Recast every line of the material as a Markdown table with the columns "No." and "Line", numbering the rows in order and leaving out blank lines.

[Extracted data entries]
================

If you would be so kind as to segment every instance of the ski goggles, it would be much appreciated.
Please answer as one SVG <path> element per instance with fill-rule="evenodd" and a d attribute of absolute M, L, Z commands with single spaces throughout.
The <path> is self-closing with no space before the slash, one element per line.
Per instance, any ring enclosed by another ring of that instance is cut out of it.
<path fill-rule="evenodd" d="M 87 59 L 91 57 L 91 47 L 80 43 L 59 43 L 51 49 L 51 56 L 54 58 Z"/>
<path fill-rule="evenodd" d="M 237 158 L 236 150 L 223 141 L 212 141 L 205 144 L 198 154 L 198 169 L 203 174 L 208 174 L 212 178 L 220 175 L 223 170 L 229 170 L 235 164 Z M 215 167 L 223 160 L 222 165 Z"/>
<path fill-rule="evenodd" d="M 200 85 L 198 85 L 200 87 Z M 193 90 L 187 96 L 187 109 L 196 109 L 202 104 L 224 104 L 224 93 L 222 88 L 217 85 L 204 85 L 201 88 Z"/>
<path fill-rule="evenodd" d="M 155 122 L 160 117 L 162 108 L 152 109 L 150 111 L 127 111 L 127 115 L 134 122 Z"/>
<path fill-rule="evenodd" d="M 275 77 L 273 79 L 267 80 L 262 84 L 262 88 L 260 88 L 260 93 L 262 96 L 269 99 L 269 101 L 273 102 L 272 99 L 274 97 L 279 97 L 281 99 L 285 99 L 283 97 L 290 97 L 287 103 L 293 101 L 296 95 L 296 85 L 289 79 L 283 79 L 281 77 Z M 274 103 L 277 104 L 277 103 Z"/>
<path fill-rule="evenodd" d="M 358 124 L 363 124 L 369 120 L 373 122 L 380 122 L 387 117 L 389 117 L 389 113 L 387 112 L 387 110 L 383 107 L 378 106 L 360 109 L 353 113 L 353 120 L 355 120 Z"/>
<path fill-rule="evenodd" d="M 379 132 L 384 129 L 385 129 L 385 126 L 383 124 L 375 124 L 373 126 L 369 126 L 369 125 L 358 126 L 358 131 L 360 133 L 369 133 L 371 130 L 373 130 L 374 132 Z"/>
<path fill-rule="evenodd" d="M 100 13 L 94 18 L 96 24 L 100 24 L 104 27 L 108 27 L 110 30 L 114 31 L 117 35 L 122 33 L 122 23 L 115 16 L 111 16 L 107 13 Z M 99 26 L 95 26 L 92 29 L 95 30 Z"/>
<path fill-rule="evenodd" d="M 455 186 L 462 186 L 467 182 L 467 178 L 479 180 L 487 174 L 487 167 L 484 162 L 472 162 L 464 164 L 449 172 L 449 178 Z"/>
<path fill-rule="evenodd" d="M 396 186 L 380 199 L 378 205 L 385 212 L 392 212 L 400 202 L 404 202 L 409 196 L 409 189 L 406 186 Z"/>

================

# RESPONSE BELOW:
| No. | Line |
|---|---|
| 1 | If you would be so kind as to segment every instance of the ski goggles, it would be much appreciated. |
| 2 | Please answer as one SVG <path> element per instance with fill-rule="evenodd" and a d attribute of absolute M, L, Z commands with single spaces throughout. |
| 3 | The <path> is self-closing with no space before the slash, one element per line. |
| 4 | Per instance, any ring enclosed by another ring of that instance is cut out of it. |
| 5 | <path fill-rule="evenodd" d="M 87 59 L 91 57 L 91 47 L 80 43 L 59 43 L 51 49 L 51 56 L 54 58 Z"/> |
| 6 | <path fill-rule="evenodd" d="M 237 158 L 236 150 L 223 141 L 212 141 L 205 144 L 198 154 L 198 169 L 203 174 L 208 174 L 212 178 L 220 175 L 223 170 L 229 170 L 235 164 Z M 215 167 L 223 160 L 222 165 Z"/> |
| 7 | <path fill-rule="evenodd" d="M 200 85 L 198 85 L 200 87 Z M 193 90 L 187 96 L 187 109 L 196 109 L 202 104 L 224 104 L 224 93 L 222 88 L 217 85 L 204 85 L 201 88 Z"/> |
| 8 | <path fill-rule="evenodd" d="M 155 122 L 160 117 L 162 108 L 152 109 L 150 111 L 127 111 L 127 115 L 134 122 Z"/> |
| 9 | <path fill-rule="evenodd" d="M 275 77 L 273 79 L 267 80 L 262 84 L 262 88 L 260 88 L 260 93 L 262 96 L 269 99 L 269 101 L 273 102 L 272 99 L 274 97 L 279 97 L 281 99 L 285 99 L 283 97 L 290 97 L 287 103 L 293 101 L 296 95 L 296 85 L 289 79 L 283 79 L 281 77 Z M 274 103 L 277 104 L 277 103 Z"/> |
| 10 | <path fill-rule="evenodd" d="M 358 124 L 363 124 L 369 120 L 373 122 L 380 122 L 387 117 L 389 117 L 389 113 L 387 112 L 387 110 L 383 107 L 378 106 L 360 109 L 353 113 L 353 120 L 355 120 Z"/> |
| 11 | <path fill-rule="evenodd" d="M 379 132 L 384 129 L 385 129 L 385 126 L 383 124 L 375 124 L 373 126 L 369 126 L 369 125 L 358 126 L 358 131 L 360 133 L 369 133 L 371 130 L 373 130 L 374 132 Z"/> |
| 12 | <path fill-rule="evenodd" d="M 100 13 L 94 18 L 96 24 L 100 24 L 104 27 L 108 27 L 110 30 L 114 31 L 117 35 L 122 33 L 122 23 L 115 16 L 111 16 L 107 13 Z M 99 26 L 95 26 L 92 29 L 95 30 Z"/> |
| 13 | <path fill-rule="evenodd" d="M 455 186 L 462 186 L 467 182 L 467 178 L 479 180 L 487 174 L 487 167 L 484 162 L 472 162 L 464 164 L 449 172 L 449 178 Z"/> |
| 14 | <path fill-rule="evenodd" d="M 396 186 L 380 199 L 378 205 L 385 212 L 392 212 L 400 202 L 404 202 L 409 196 L 409 189 L 406 186 Z"/> |